Photo-based referring expression data:
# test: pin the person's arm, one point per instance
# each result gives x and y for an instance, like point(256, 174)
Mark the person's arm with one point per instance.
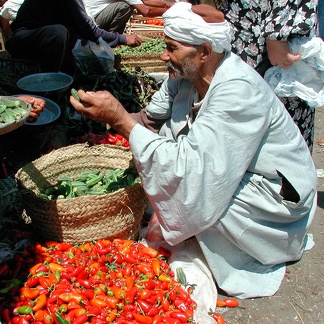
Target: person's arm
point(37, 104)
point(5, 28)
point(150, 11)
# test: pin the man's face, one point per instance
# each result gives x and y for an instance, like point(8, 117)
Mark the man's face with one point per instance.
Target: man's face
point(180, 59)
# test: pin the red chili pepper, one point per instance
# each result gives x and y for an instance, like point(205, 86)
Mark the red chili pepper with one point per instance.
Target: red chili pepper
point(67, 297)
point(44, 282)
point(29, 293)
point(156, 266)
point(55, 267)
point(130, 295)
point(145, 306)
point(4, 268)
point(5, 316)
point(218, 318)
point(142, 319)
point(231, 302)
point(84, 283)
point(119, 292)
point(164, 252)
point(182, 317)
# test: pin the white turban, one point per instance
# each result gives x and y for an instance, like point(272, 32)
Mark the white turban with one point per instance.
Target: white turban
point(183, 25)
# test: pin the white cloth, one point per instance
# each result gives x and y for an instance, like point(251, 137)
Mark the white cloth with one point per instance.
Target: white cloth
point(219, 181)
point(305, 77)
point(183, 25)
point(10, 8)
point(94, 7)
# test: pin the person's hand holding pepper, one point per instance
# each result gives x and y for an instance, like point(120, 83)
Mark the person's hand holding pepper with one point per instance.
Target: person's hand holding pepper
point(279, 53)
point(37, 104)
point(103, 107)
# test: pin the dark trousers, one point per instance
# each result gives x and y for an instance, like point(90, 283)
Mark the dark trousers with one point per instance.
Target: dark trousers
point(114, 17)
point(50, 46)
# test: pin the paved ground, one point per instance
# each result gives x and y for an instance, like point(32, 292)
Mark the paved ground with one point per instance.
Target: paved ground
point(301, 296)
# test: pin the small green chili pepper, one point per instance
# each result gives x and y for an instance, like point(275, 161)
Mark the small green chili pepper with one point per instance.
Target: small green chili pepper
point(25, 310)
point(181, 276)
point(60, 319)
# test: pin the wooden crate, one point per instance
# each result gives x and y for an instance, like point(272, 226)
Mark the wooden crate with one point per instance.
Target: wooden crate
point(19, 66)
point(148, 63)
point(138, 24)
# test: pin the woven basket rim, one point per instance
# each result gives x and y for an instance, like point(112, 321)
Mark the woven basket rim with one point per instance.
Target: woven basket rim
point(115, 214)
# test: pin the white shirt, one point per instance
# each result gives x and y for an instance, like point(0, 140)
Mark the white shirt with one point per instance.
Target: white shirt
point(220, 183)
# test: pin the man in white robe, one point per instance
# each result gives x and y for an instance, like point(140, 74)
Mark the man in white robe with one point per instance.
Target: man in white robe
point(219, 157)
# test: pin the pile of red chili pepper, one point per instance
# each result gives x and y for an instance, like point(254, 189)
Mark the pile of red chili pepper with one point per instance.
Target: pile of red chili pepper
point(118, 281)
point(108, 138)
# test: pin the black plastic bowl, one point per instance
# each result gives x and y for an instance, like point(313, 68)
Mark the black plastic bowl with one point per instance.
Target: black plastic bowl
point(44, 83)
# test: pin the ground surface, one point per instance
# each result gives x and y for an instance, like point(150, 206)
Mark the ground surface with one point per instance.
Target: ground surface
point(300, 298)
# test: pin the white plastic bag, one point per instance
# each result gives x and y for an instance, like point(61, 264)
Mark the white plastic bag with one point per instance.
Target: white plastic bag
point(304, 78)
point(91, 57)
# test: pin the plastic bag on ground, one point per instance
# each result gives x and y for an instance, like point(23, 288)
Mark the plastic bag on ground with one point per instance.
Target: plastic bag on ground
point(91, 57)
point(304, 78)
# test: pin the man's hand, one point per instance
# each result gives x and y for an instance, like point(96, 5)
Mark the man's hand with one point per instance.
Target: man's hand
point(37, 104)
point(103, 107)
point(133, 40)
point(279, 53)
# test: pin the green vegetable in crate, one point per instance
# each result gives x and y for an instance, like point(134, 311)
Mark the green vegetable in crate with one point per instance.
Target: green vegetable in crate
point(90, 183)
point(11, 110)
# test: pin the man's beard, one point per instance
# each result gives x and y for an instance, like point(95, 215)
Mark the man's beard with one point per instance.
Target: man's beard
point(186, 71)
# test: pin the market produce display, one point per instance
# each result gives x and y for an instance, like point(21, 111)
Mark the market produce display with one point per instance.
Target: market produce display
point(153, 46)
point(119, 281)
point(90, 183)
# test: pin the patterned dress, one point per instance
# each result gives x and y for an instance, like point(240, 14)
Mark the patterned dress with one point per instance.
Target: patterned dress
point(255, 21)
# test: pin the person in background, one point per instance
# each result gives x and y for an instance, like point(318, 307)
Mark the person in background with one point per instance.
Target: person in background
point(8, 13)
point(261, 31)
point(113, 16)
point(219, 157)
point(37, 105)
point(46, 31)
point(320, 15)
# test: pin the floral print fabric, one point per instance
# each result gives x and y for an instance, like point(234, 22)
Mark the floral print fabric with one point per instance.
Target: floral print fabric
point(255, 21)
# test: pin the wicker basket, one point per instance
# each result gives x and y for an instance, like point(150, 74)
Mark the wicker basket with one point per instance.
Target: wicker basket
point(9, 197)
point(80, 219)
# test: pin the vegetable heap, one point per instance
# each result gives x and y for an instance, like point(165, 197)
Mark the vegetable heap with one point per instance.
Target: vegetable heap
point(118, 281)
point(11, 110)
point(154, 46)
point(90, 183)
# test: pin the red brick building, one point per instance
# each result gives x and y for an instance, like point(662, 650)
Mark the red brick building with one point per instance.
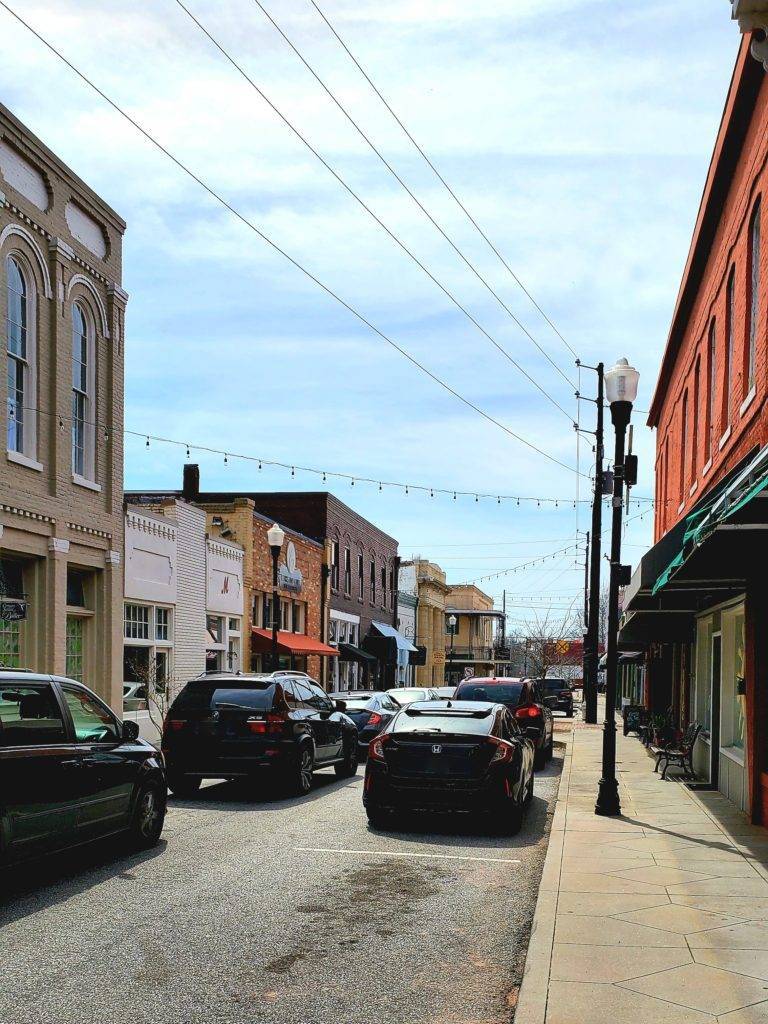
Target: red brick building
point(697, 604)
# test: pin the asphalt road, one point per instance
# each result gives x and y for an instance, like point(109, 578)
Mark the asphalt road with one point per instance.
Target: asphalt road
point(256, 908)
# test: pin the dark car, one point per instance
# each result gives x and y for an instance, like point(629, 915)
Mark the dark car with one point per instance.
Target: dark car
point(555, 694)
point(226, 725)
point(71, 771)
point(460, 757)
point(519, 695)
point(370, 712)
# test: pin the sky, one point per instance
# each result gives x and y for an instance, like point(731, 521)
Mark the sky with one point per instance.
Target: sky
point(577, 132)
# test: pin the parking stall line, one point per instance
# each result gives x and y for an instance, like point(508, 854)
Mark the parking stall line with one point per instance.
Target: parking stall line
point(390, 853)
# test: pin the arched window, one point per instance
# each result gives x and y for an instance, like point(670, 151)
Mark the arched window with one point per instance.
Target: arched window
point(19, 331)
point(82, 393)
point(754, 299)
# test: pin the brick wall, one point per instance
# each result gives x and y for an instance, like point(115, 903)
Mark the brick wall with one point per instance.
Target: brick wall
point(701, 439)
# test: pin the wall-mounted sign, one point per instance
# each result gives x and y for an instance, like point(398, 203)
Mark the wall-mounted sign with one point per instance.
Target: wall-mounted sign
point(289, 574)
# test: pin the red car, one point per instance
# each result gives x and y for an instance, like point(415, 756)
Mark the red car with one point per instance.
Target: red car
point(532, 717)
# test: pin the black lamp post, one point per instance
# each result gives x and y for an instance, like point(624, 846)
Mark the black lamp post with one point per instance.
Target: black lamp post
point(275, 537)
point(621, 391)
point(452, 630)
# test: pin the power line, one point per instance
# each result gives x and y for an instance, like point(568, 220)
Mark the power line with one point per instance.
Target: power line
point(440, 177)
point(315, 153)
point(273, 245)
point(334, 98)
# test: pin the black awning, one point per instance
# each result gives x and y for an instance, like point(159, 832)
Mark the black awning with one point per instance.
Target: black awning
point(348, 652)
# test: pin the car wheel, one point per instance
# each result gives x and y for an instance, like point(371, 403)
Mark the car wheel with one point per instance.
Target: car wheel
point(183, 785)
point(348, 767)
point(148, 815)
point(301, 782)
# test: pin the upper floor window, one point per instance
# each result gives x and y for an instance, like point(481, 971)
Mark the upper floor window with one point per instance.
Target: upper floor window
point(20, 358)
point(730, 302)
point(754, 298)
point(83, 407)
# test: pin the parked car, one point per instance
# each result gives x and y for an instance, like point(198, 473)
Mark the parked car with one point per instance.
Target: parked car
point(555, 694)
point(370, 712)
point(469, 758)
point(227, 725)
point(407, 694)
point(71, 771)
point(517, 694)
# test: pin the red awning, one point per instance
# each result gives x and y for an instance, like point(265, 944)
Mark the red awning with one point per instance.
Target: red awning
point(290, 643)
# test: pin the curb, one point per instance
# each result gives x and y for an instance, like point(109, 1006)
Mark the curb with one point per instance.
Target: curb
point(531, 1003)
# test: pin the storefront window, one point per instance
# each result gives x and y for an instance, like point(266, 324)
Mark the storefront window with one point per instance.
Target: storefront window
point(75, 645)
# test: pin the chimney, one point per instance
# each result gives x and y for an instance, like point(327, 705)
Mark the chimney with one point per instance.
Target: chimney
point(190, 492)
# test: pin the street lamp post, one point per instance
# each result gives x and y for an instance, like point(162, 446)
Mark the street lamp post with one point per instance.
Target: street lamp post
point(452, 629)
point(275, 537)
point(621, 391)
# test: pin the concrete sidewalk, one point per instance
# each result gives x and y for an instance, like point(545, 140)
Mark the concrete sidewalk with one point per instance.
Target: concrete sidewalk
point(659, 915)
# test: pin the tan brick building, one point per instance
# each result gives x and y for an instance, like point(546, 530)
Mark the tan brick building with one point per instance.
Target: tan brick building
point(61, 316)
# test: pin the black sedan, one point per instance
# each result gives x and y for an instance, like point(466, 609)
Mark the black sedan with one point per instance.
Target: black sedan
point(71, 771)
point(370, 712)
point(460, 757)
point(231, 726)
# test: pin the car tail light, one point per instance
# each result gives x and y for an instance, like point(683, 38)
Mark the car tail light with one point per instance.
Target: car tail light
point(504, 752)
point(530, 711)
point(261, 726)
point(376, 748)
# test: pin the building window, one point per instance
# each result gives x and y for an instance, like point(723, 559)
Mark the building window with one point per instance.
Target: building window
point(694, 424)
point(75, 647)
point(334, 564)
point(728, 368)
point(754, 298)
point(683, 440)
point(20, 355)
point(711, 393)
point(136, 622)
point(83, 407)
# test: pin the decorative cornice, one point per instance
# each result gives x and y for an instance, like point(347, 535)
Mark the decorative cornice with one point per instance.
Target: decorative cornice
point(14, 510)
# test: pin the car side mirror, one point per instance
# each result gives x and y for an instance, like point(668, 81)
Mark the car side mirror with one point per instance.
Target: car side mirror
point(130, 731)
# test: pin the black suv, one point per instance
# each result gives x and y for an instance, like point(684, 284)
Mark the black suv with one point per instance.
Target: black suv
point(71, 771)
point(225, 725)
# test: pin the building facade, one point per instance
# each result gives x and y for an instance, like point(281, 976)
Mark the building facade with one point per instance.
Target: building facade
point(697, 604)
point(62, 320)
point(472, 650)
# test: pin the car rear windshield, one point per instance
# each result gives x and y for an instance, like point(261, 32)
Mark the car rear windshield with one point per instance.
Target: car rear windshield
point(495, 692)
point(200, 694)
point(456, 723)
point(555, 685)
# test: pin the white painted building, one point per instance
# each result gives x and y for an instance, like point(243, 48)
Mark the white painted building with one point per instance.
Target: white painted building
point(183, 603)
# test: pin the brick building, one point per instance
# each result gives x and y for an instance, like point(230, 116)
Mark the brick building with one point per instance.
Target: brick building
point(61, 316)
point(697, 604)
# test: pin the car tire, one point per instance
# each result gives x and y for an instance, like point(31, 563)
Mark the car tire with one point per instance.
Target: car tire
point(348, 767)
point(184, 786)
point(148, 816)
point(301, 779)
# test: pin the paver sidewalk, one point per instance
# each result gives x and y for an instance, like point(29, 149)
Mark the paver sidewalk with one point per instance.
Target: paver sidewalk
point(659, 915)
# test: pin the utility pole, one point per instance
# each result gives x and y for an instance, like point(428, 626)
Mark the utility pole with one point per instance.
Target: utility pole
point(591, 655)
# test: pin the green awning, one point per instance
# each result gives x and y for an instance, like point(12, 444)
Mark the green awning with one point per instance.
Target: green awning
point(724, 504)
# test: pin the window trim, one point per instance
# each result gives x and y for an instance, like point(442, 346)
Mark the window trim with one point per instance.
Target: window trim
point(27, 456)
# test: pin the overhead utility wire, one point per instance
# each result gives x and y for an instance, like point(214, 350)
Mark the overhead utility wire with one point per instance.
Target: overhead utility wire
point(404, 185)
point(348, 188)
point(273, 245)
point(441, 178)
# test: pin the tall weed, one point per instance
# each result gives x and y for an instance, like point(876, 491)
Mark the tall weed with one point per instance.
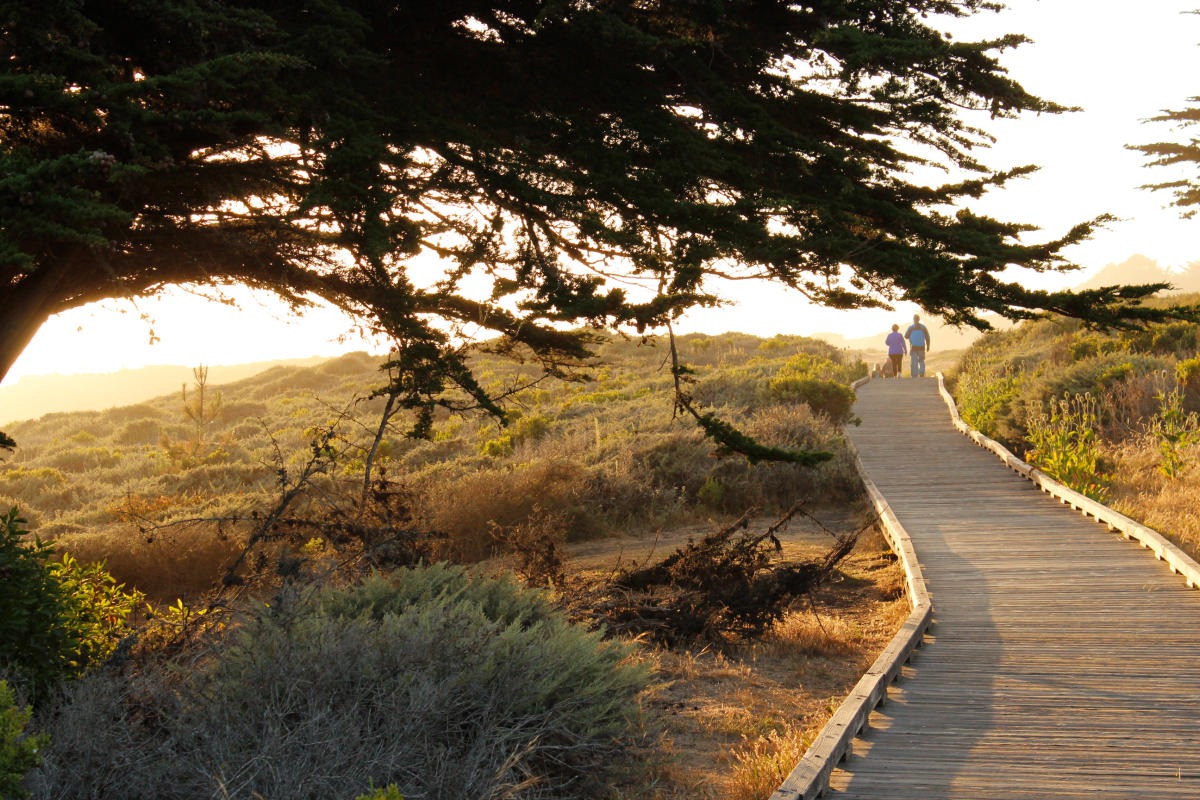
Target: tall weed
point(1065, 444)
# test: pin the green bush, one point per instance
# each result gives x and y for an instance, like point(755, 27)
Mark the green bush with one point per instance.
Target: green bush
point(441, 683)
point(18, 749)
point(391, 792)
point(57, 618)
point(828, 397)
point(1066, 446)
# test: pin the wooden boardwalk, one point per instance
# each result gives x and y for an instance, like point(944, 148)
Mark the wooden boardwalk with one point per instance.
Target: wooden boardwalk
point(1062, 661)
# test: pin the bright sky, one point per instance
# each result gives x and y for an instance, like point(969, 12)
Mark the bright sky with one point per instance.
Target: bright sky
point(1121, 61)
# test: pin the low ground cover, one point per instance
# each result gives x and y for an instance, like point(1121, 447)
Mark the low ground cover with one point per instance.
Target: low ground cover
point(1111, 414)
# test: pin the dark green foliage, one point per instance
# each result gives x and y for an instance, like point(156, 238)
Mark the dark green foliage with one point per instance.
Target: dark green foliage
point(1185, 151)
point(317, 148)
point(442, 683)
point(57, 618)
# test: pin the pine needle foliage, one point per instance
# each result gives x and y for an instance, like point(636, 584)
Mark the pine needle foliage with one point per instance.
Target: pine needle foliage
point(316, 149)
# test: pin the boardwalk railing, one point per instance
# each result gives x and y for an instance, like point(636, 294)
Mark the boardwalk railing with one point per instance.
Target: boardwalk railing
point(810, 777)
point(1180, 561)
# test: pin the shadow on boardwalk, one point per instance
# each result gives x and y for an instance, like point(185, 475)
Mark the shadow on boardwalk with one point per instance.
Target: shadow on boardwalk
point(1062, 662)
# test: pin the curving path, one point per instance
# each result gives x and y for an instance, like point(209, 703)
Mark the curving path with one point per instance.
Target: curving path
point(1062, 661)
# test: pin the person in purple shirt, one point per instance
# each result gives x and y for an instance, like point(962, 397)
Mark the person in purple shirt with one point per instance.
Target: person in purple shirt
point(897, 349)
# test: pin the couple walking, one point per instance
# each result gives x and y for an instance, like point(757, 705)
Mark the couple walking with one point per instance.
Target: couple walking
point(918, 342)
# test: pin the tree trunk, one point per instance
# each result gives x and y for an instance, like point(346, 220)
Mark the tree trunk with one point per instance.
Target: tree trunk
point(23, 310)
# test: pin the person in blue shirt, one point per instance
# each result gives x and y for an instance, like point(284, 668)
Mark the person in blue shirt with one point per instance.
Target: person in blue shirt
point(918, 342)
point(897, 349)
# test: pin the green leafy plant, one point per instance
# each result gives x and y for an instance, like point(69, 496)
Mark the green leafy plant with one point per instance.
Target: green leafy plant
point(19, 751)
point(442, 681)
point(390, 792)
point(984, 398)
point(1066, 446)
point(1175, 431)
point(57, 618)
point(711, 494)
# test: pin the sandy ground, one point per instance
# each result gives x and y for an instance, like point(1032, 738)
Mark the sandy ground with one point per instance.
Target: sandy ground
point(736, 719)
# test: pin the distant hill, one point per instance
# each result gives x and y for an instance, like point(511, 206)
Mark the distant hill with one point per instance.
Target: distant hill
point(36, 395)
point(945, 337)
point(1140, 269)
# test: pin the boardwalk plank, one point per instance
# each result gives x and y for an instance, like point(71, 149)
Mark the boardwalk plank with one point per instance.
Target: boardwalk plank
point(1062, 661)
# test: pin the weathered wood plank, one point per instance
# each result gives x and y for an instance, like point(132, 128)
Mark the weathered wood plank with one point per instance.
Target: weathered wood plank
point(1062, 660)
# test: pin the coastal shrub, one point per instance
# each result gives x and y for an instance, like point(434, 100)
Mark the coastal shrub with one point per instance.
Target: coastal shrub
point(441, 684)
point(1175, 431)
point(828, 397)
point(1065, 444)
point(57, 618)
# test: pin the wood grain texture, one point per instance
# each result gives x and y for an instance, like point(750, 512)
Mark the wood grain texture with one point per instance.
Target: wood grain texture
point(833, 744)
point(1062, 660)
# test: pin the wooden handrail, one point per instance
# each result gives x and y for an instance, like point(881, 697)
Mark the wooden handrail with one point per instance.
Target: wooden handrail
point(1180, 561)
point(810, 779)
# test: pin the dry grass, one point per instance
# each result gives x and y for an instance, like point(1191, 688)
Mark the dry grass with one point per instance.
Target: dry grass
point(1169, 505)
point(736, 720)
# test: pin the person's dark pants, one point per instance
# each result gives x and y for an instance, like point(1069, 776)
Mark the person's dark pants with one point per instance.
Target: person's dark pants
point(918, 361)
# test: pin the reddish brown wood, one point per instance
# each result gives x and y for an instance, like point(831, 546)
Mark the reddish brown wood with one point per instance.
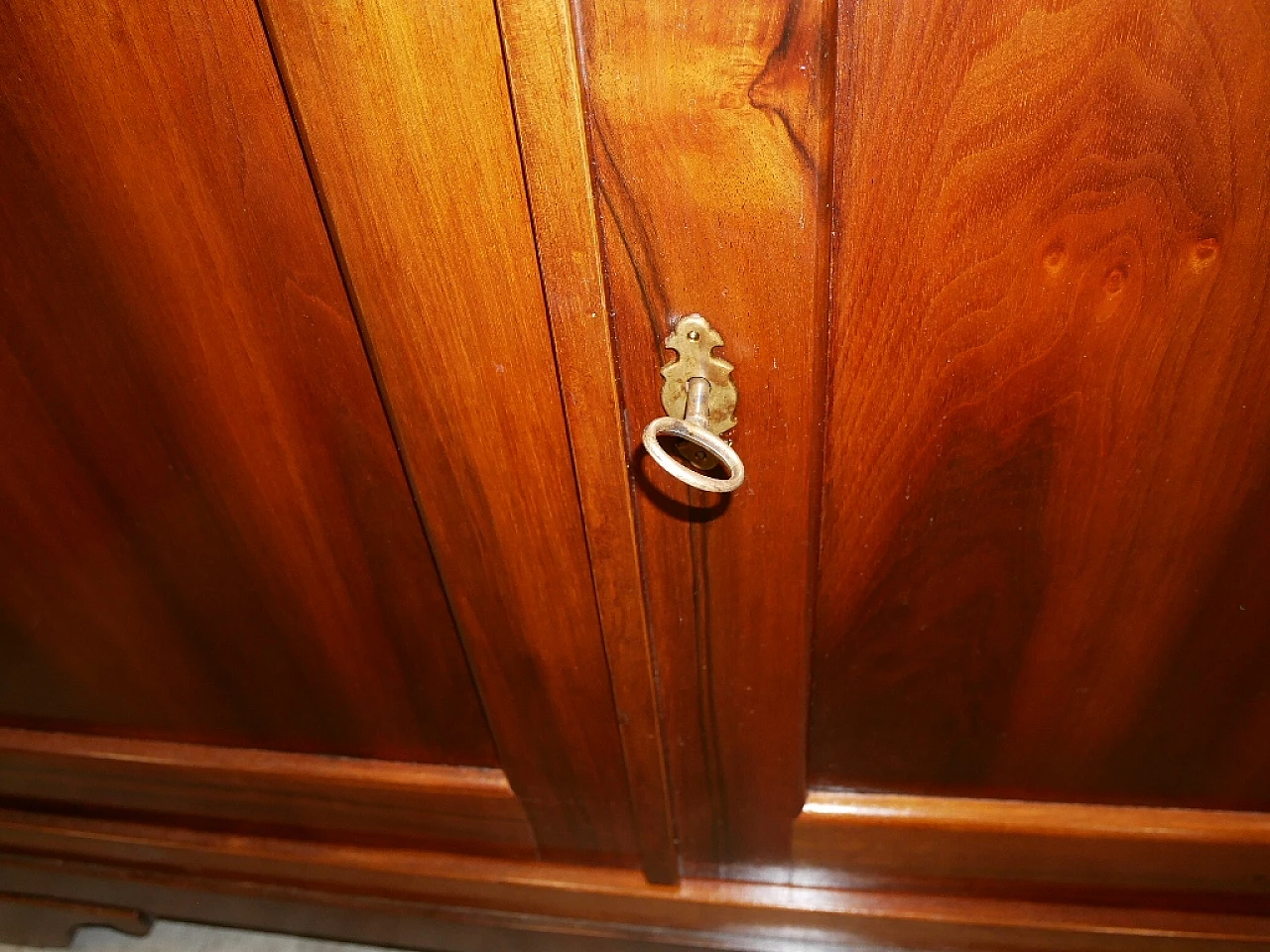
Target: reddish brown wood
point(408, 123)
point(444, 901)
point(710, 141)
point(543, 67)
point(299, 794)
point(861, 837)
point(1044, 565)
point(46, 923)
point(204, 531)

_What you are asked to do_. Using the records above, set down exactly the lines from the one with "like point(29, 149)" through the one with "# test: pin the overhead", inclusive, and nothing more.

_Reply to the exercise_.
# each result gives x and y for an instance, like point(29, 149)
Mark the paver sidewalk with one point per instance.
Target: paver sidewalk
point(659, 915)
# test: pin the utility pole, one point per instance
# each result gives x and y for an instance, like point(428, 626)
Mark the utility pole with one point per instance.
Target: utility pole
point(591, 655)
# test: pin the green awning, one point per instance
# each result gives x and y for an instance, like point(12, 444)
Mark the green awning with one point per instance.
Target: green awning
point(724, 504)
# test: pin the window trim, one point per instance
# each result gives x and y for an instance, like point(442, 346)
Mark the window trim with one point per instance.
Target: window trim
point(27, 456)
# test: pin the overhead utility wire, one point per instance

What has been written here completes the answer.